* [What you should do]
After locating "point | one marker per instance of the white fireplace" in the listing below, copy that line and each one after it exactly, ending with the line that has "point | one marker per instance of the ceiling fan light".

==*==

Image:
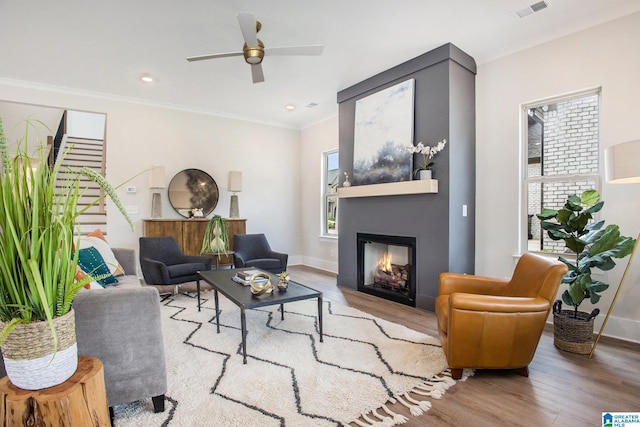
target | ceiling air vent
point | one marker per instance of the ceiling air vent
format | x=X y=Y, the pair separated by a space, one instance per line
x=536 y=7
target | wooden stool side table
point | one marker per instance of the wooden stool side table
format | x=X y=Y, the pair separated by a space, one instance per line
x=79 y=401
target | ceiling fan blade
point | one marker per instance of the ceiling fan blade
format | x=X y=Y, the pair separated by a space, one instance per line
x=295 y=50
x=213 y=56
x=256 y=73
x=248 y=27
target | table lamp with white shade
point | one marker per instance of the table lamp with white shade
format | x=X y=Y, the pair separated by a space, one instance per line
x=235 y=186
x=621 y=166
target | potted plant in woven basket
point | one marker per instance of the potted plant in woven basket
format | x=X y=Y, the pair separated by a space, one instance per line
x=594 y=247
x=38 y=261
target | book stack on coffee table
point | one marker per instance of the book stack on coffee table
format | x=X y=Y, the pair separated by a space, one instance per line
x=244 y=277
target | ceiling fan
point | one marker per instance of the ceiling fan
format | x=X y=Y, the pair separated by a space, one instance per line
x=254 y=50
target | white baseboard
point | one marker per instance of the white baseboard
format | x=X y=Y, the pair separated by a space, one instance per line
x=617 y=327
x=320 y=264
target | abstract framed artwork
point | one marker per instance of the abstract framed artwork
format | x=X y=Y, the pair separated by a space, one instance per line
x=383 y=130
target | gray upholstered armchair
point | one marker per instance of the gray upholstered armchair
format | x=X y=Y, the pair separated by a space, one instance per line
x=163 y=262
x=253 y=250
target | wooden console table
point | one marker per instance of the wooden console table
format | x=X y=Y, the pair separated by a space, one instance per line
x=190 y=232
x=79 y=401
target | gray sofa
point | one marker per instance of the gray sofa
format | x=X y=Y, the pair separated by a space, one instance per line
x=121 y=326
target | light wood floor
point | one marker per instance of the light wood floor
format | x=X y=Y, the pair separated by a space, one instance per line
x=563 y=389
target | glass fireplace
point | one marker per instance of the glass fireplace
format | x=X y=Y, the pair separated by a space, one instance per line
x=387 y=267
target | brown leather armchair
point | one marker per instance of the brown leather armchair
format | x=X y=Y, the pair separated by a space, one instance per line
x=487 y=323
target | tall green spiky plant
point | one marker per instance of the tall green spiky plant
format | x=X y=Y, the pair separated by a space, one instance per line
x=38 y=254
x=213 y=243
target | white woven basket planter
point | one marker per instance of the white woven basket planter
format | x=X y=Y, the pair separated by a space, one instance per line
x=29 y=357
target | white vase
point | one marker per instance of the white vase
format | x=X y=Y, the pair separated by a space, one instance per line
x=424 y=174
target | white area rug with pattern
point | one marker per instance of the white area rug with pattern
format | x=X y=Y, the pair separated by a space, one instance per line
x=291 y=378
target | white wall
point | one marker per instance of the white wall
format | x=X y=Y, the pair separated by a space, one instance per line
x=319 y=252
x=604 y=56
x=139 y=136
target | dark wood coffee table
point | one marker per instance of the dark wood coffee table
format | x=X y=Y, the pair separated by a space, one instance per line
x=220 y=281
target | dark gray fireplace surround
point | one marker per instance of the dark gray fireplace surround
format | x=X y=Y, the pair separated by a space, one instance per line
x=444 y=108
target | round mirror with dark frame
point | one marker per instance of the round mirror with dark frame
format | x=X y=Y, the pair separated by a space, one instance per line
x=193 y=193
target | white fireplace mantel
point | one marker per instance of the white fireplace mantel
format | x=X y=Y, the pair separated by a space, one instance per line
x=390 y=189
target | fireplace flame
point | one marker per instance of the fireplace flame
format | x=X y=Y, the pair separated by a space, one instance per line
x=385 y=262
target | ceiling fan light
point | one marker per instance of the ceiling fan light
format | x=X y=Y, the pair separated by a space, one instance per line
x=253 y=55
x=253 y=59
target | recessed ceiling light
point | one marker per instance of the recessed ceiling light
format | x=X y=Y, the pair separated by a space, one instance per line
x=536 y=7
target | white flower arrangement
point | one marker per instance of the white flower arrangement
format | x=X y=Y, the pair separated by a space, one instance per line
x=428 y=152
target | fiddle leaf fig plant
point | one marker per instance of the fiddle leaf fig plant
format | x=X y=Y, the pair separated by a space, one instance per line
x=594 y=246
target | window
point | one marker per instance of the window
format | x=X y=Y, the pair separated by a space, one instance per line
x=562 y=146
x=330 y=193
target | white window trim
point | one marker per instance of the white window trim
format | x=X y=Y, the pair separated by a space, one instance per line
x=524 y=142
x=323 y=196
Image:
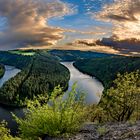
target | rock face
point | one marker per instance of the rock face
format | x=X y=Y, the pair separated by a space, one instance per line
x=110 y=131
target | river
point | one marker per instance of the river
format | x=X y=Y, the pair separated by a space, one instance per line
x=85 y=83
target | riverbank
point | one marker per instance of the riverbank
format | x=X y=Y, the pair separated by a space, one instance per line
x=109 y=131
x=106 y=69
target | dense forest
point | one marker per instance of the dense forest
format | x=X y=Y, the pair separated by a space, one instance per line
x=73 y=55
x=40 y=76
x=106 y=69
x=2 y=70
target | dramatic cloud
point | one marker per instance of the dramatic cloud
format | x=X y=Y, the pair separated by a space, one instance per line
x=125 y=16
x=25 y=22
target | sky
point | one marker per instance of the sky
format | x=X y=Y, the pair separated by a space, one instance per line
x=56 y=23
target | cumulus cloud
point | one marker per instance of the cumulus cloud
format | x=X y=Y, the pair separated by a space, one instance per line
x=125 y=16
x=26 y=22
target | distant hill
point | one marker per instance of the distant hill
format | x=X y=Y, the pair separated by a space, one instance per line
x=73 y=55
x=106 y=69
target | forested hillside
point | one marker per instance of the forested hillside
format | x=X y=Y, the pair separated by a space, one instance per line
x=106 y=69
x=40 y=77
x=72 y=55
x=2 y=70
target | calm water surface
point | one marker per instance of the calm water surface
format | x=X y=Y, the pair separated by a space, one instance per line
x=85 y=83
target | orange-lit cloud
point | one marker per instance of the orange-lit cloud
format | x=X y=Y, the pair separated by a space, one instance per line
x=26 y=22
x=125 y=16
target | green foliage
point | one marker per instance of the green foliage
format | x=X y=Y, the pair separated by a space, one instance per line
x=17 y=60
x=73 y=55
x=106 y=69
x=121 y=102
x=40 y=77
x=5 y=133
x=57 y=118
x=2 y=70
x=102 y=130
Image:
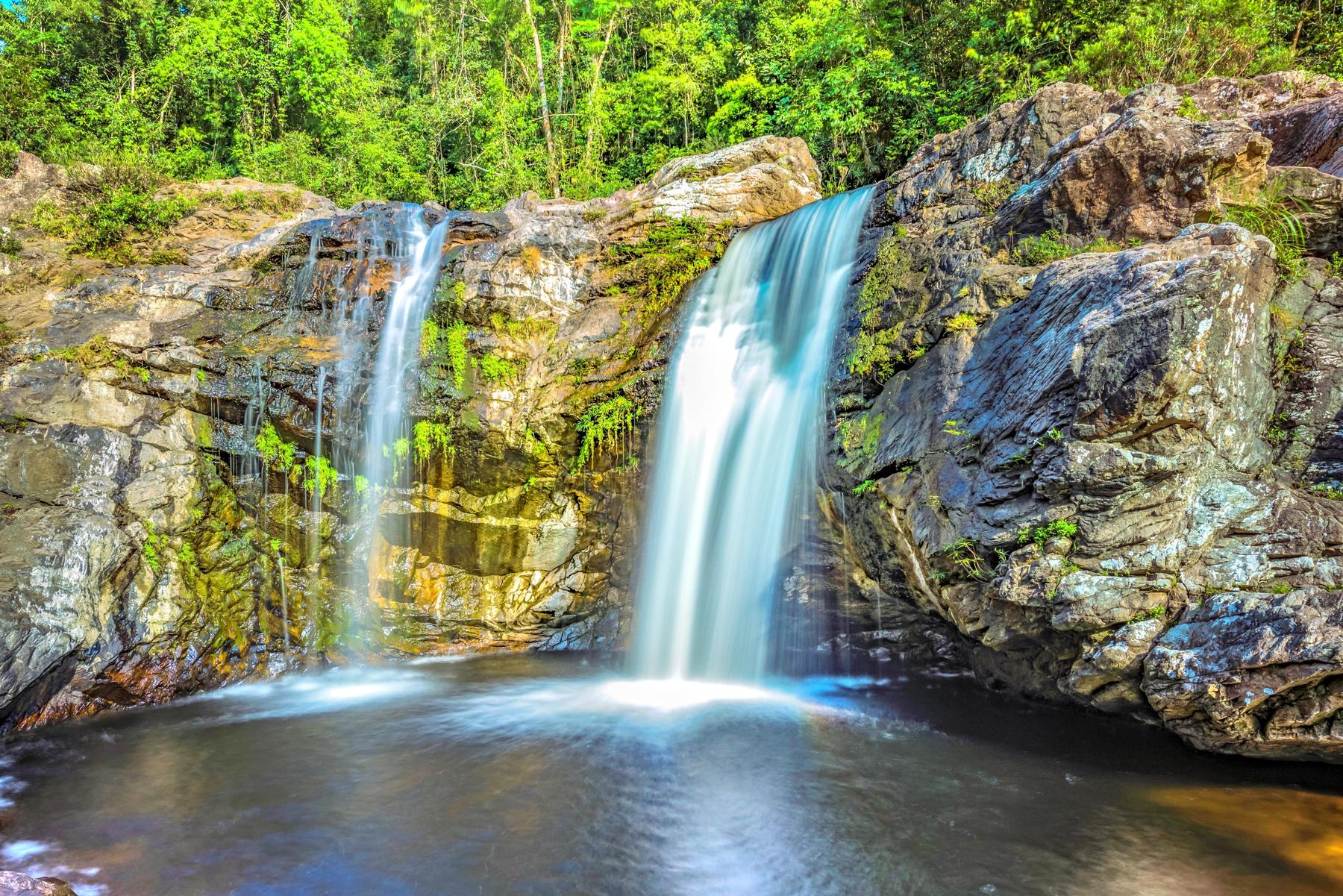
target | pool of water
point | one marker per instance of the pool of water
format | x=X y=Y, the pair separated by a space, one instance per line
x=551 y=774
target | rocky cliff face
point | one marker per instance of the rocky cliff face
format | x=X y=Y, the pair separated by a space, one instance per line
x=168 y=520
x=1088 y=407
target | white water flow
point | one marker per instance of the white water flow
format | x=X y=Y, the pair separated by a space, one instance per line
x=736 y=454
x=387 y=421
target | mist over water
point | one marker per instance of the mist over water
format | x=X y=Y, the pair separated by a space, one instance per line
x=736 y=445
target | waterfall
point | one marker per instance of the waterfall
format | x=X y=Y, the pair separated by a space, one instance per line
x=387 y=424
x=736 y=454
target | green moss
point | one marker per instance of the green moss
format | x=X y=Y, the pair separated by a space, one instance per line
x=446 y=347
x=604 y=426
x=992 y=194
x=1275 y=216
x=857 y=439
x=399 y=454
x=187 y=557
x=1190 y=110
x=154 y=548
x=871 y=350
x=654 y=272
x=275 y=453
x=431 y=439
x=1044 y=249
x=960 y=323
x=535 y=446
x=495 y=369
x=1042 y=533
x=319 y=476
x=107 y=208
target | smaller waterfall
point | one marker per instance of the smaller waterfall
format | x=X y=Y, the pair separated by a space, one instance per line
x=387 y=445
x=315 y=539
x=736 y=444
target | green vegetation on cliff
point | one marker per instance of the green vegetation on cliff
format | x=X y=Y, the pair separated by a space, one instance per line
x=472 y=102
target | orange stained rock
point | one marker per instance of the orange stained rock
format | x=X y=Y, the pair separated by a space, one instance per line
x=1299 y=827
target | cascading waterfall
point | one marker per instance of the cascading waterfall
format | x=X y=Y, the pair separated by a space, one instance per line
x=738 y=438
x=387 y=422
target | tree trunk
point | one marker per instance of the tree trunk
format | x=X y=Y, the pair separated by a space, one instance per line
x=551 y=168
x=597 y=82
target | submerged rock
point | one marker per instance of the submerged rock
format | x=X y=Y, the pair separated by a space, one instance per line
x=166 y=519
x=1092 y=418
x=16 y=884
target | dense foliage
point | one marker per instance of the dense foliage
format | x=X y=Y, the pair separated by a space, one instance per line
x=472 y=101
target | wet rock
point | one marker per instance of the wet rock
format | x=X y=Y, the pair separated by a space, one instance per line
x=18 y=884
x=1112 y=473
x=147 y=548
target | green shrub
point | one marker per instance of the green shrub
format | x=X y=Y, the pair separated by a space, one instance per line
x=8 y=157
x=871 y=351
x=959 y=323
x=319 y=476
x=430 y=438
x=496 y=369
x=604 y=426
x=857 y=438
x=1276 y=218
x=1190 y=110
x=107 y=207
x=275 y=453
x=1042 y=533
x=1044 y=249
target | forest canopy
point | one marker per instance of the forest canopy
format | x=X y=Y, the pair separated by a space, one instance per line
x=473 y=101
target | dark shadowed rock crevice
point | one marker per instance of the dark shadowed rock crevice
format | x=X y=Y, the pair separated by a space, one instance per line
x=160 y=530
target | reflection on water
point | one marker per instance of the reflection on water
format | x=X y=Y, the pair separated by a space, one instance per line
x=552 y=775
x=1306 y=829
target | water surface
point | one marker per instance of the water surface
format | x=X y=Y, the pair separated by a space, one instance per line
x=532 y=774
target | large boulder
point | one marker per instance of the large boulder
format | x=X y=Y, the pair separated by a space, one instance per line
x=149 y=547
x=1092 y=422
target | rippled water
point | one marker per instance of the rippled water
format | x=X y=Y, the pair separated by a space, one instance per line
x=530 y=774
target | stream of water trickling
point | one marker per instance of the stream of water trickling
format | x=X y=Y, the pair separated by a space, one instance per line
x=738 y=441
x=698 y=777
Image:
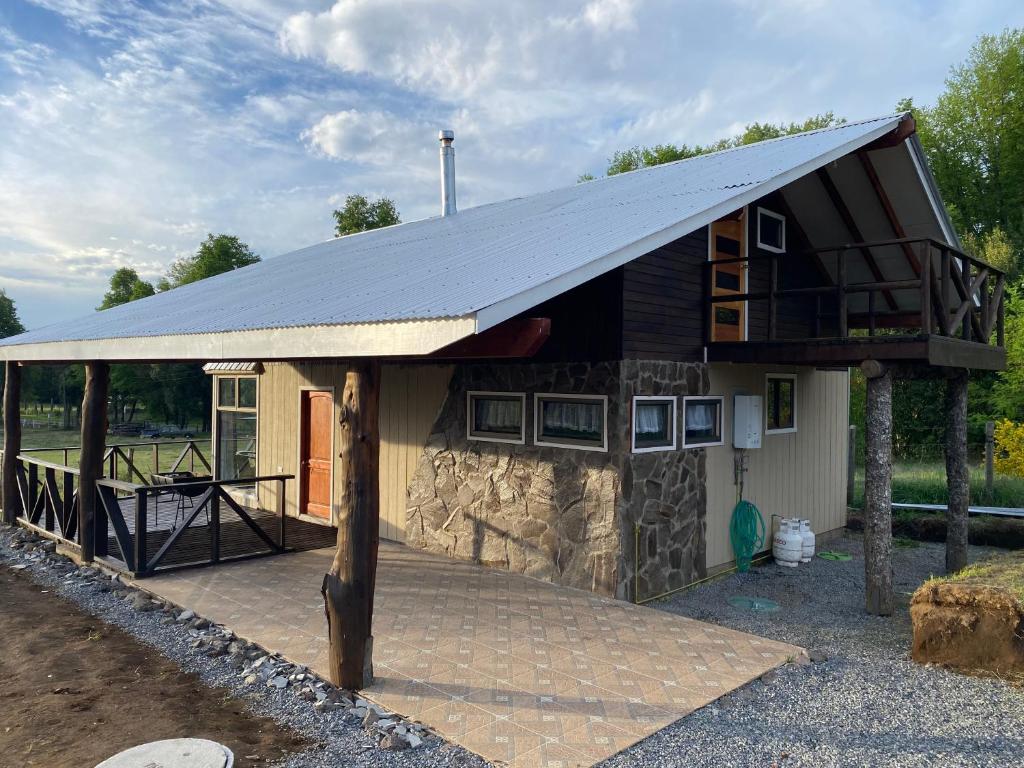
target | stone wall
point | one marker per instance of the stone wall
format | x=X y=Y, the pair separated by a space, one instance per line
x=556 y=513
x=664 y=493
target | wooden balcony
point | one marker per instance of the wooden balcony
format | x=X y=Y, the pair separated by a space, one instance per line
x=914 y=301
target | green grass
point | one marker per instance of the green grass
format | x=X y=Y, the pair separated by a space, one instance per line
x=1001 y=571
x=926 y=483
x=142 y=458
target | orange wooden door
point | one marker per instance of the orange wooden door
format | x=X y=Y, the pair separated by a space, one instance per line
x=727 y=242
x=315 y=454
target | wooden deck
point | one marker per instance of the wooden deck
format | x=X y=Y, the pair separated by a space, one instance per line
x=238 y=541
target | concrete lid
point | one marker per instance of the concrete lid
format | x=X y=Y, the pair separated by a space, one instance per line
x=173 y=753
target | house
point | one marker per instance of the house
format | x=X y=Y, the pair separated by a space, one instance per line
x=559 y=372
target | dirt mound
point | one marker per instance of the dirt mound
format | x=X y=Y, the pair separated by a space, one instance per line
x=970 y=627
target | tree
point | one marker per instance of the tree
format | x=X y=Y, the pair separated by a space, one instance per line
x=358 y=215
x=9 y=323
x=216 y=254
x=644 y=157
x=125 y=286
x=974 y=138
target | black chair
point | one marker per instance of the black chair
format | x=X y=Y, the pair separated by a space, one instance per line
x=185 y=494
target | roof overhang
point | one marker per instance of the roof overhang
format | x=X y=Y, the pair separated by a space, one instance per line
x=371 y=339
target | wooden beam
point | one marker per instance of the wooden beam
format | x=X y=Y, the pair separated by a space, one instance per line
x=880 y=597
x=957 y=472
x=895 y=137
x=887 y=206
x=519 y=337
x=837 y=200
x=97 y=380
x=348 y=586
x=11 y=440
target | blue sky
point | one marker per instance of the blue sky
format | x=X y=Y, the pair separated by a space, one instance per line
x=130 y=130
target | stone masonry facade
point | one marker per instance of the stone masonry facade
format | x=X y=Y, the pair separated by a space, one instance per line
x=560 y=514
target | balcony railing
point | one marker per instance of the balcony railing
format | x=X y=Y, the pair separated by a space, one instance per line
x=947 y=292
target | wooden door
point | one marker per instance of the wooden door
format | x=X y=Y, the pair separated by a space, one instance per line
x=728 y=242
x=315 y=454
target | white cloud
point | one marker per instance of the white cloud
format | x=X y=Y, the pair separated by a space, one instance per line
x=165 y=121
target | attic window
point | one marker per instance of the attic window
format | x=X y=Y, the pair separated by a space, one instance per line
x=771 y=230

==*==

* [Output]
point | one marker per instance of the white fireplace mantel
format | x=X y=Y, the pair separated by a space, one instance per line
x=390 y=189
target | fireplace flame
point | one marker per instance of the fireplace flame
format | x=X y=Y, the pair separated by a space, one instance per line
x=385 y=262
target | ceiling fan light
point | one marker per instance of the ceiling fan light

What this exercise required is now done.